Exercise aim => Repeat the listing in full, preserving every character.

==== Given entries

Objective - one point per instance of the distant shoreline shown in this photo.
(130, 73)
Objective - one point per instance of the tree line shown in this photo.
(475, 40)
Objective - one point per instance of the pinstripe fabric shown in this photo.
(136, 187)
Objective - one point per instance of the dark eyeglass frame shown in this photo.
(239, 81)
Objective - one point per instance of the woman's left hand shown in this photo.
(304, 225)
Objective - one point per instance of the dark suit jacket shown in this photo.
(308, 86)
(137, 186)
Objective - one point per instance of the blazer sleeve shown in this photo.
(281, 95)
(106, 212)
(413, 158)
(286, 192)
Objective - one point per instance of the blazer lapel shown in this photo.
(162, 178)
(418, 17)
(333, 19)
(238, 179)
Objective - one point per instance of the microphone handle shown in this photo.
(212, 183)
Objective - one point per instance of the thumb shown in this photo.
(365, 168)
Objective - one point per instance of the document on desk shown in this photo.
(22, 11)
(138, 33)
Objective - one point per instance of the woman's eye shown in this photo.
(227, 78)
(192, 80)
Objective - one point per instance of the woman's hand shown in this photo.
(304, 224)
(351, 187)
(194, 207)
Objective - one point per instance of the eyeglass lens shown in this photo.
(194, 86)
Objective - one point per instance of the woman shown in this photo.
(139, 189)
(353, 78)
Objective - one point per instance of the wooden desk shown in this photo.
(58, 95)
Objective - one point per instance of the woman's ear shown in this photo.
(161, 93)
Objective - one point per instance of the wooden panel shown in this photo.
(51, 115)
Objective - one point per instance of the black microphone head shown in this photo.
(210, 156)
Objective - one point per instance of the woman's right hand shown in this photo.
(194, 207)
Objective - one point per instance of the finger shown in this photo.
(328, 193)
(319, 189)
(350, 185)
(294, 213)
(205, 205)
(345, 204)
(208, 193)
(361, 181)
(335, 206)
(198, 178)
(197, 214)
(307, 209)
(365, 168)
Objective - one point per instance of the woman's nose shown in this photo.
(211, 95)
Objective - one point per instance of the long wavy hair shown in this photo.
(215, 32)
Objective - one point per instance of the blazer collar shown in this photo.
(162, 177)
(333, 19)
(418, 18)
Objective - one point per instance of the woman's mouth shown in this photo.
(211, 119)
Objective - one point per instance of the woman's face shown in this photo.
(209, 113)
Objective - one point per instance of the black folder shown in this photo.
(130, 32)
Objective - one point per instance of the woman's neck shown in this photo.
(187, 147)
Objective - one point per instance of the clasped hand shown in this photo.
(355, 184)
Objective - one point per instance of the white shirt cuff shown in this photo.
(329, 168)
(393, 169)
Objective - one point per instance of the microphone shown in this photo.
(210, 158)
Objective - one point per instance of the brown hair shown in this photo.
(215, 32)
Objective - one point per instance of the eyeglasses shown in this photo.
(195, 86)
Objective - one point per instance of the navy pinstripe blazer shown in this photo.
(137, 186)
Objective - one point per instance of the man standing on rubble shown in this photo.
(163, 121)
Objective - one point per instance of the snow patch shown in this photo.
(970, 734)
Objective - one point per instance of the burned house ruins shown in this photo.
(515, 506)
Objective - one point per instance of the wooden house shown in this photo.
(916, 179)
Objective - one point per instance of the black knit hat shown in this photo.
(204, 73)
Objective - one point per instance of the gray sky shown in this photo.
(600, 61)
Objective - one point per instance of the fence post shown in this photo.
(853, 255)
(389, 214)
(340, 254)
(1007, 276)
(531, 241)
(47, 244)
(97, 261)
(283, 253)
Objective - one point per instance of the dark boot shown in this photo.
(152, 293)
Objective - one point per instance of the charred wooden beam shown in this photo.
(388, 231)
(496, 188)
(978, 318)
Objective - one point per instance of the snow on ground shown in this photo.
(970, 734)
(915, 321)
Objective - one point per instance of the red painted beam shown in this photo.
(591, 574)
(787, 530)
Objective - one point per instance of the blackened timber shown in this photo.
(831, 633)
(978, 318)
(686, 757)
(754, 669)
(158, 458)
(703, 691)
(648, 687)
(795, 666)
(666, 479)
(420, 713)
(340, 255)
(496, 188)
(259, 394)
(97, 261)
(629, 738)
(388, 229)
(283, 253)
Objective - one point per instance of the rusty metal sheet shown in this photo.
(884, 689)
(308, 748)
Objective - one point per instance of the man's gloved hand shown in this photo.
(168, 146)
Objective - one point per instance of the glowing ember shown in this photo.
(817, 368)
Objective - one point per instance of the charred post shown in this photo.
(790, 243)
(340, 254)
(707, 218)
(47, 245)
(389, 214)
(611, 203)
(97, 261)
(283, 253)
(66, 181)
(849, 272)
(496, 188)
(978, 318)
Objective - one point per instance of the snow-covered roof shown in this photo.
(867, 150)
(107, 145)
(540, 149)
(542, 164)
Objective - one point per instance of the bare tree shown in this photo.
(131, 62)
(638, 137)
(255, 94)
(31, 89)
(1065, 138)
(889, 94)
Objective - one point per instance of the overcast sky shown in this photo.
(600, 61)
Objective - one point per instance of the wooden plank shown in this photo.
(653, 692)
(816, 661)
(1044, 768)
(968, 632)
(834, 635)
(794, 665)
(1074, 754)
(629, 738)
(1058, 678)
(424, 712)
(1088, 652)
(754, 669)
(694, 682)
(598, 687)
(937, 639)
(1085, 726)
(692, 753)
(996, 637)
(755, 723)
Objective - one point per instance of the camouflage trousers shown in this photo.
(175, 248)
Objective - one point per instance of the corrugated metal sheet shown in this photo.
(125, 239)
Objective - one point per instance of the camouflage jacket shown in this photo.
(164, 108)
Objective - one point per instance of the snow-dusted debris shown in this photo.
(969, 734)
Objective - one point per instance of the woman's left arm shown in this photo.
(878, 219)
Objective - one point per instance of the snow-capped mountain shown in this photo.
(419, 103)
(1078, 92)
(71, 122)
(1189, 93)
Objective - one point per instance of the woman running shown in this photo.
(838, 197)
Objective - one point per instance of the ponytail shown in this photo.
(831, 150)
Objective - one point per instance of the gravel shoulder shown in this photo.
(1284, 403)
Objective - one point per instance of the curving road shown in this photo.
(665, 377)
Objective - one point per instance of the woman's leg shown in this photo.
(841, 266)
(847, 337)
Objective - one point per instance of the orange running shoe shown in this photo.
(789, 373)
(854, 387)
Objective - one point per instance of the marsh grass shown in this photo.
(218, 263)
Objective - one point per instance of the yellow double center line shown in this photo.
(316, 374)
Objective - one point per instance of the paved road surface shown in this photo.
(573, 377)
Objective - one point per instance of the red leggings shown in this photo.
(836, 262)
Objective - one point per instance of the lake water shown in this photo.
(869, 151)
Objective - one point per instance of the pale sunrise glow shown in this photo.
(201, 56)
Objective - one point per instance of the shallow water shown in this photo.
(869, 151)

========

Answer to the problem =>
Objective - one point per instance of the distant shoreline shown in this photo.
(130, 73)
Objective - one point per instance of the tree line shown in this photo.
(475, 40)
Objective - one point per instance of the pinstripe fabric shown in this photo.
(136, 187)
Objective - one point per instance of the dark eyeglass frame shown in this photo.
(239, 81)
Objective - one point per instance of the woman's left hand shown in this photo.
(304, 225)
Objective - one point per instance of the dark suit jacket shown in this photo.
(308, 86)
(137, 186)
Objective - one point per instance of the blazer sleeve shown in this photo.
(281, 95)
(106, 212)
(413, 158)
(286, 192)
Objective - one point per instance of the blazer lapel shown in this photo.
(162, 178)
(418, 17)
(333, 19)
(238, 179)
Objective - one point per instance of the microphone handle shown in this photo.
(212, 183)
Objective - one point per instance of the thumb shown in this photo.
(365, 168)
Objective - one point per instance of the document on desk shown in this photo.
(22, 11)
(138, 33)
Objective - one point per instance of the woman's eye shown in this photo.
(227, 78)
(192, 80)
Objective - one point per instance of the woman's hand shown in this photo.
(304, 224)
(351, 187)
(194, 207)
Objective - one point per instance of the eyeglass lens shown in this photo.
(194, 86)
Objective - one point per instance of the woman shown in this photo.
(139, 189)
(353, 78)
Objective - one point per instance of the wooden desk shown in this photo.
(58, 95)
Objective - one point per instance of the woman's ear shown in this photo.
(161, 93)
Objective - one point per instance of the wooden panel shown in this photo.
(51, 115)
Objective - one point per instance of the black microphone head shown in this photo.
(210, 156)
Objective - one point per instance of the woman's right hand shown in this photo.
(194, 207)
Objective - one point per instance of the finger shown in this photo.
(328, 193)
(319, 189)
(350, 185)
(294, 213)
(205, 205)
(345, 204)
(208, 193)
(361, 181)
(335, 206)
(198, 178)
(197, 214)
(307, 209)
(365, 168)
Objective - one point per instance of the woman's nose shown in this photo.
(211, 95)
Objective - one point per instance of the long wavy hair shown in this photo.
(215, 32)
Objective - one point per instance of the blazer collar shown in this photo.
(162, 177)
(333, 19)
(418, 18)
Objective - one point per instance of the woman's mouth shown in this photo.
(211, 119)
Objective - one point per instance of the woman's face shown in this photo.
(209, 113)
Objective - one point per instance of the black folder shown in this photo.
(130, 32)
Objective - one point per instance of the woman's neck shown in this photo.
(187, 147)
Objective - one point per instance of the clasped hand shown in this photo.
(355, 184)
Objective - one point per instance of the white shirt cuff shown in this photo.
(329, 168)
(393, 169)
Objective - one point per instance of the microphone shown in this photo.
(210, 158)
Objective - one point per instance of the brown hair shown in this photo.
(215, 32)
Objective - one point per instance of the eyeglasses shown in this photo.
(195, 86)
Objective - one point per instance of the navy pinstripe blazer shown in this photo.
(137, 186)
Objective - one point per instance of the man standing on rubble shown in this photo.
(163, 121)
Objective - one point per instance of the snow patch shown in this photo.
(970, 734)
Objective - one point per instance of the burned house ruins shown in this photo.
(515, 506)
Objective - one point per instance of the wooden house shown in this photo.
(916, 179)
Objective - one point per instance of the black knit hat shown in this photo.
(204, 73)
Objective - one point per instance of the gray sky shown in this photo.
(600, 61)
Objective - one point per instance of the fence post shown in this photo.
(853, 255)
(389, 214)
(340, 254)
(1007, 276)
(531, 241)
(47, 244)
(97, 261)
(283, 253)
Objective - one point per instance of the dark boot shown in this photo.
(152, 293)
Objective - one point per instance of the charred wooden beam shown in this photo.
(388, 231)
(496, 188)
(978, 318)
Objective - one point per instance of the snow on ground shown in this photo.
(970, 734)
(915, 321)
Objective - one point per instance of the red painted beam shown in this photo.
(591, 574)
(787, 530)
Objective - one point per instance of the blackened timber shown in this photo.
(831, 633)
(978, 318)
(686, 757)
(754, 669)
(158, 458)
(703, 691)
(648, 687)
(795, 666)
(666, 479)
(420, 713)
(340, 255)
(496, 188)
(259, 394)
(97, 261)
(629, 738)
(388, 229)
(283, 253)
Objective - one point per instance of the rusty metal sheet shown in this photo.
(884, 689)
(308, 748)
Objective - one point per instance of the man's gloved hand shown in this photo.
(168, 146)
Objective - one point per instance of the glowing ember shown in this photo.
(817, 368)
Objective - one point per instance of the charred post shown in this photo.
(790, 243)
(340, 254)
(707, 218)
(47, 245)
(389, 214)
(611, 203)
(97, 261)
(283, 253)
(66, 181)
(849, 272)
(496, 188)
(978, 318)
Objective - one point per instance of the snow-covered roof shown in this photo.
(867, 150)
(107, 145)
(540, 149)
(542, 164)
Objective - one point per instance of the bare tree shown in this photo.
(131, 62)
(638, 137)
(255, 94)
(31, 89)
(1065, 138)
(889, 94)
Objective - one point per instance of the overcast sky shown in this photo.
(600, 61)
Objective - one point per instance of the wooden plank shown in this photo.
(653, 692)
(816, 661)
(1044, 768)
(968, 632)
(834, 635)
(794, 665)
(1074, 754)
(629, 738)
(1058, 678)
(424, 712)
(1088, 652)
(754, 669)
(694, 682)
(598, 687)
(937, 639)
(1085, 726)
(692, 753)
(996, 637)
(755, 723)
Objective - one point per instance of the camouflage trousers shown in this photo.
(175, 248)
Objective - one point per instance of the corrugated metal sheet shown in this photo.
(125, 239)
Objective - one point per instance of the camouflage jacket shown in this photo.
(164, 108)
Objective - one point per instance of the snow-dusted debris shown in this photo.
(969, 734)
Objective - one point per instance of the woman's left arm shown in this photo.
(878, 219)
Objective - one point per instance of the snow-capped mountain shown in this photo.
(419, 103)
(1078, 92)
(71, 122)
(1189, 93)
Objective - one point per instance of the woman running shown in this photo.
(838, 197)
Objective - one point per instance of the ponytail shown in this photo.
(831, 150)
Objective - one point per instance of the gravel shoulder shown in this photo.
(1284, 403)
Objective - one point per instance of the curving road shown in this photo.
(665, 377)
Objective - one point per instance of the woman's leg shown in this photo.
(841, 266)
(847, 337)
Objective - one point per instance of the orange running shoe shown in this photo.
(789, 373)
(854, 387)
Objective - one point per instance of the marsh grass shown in this photo.
(218, 263)
Objective - one point per instance of the yellow double center line shown in this photo.
(316, 374)
Objective - one point per instance of the paved road surface shown in this photo.
(573, 377)
Objective - one point per instance of the red leggings shown in this photo.
(836, 262)
Objective - one point per instance of the lake water shown in this photo.
(869, 151)
Objective - one point per instance of the pale sunrise glow shown in this photo.
(201, 56)
Objective - one point per instance of the shallow water shown in this photo.
(869, 151)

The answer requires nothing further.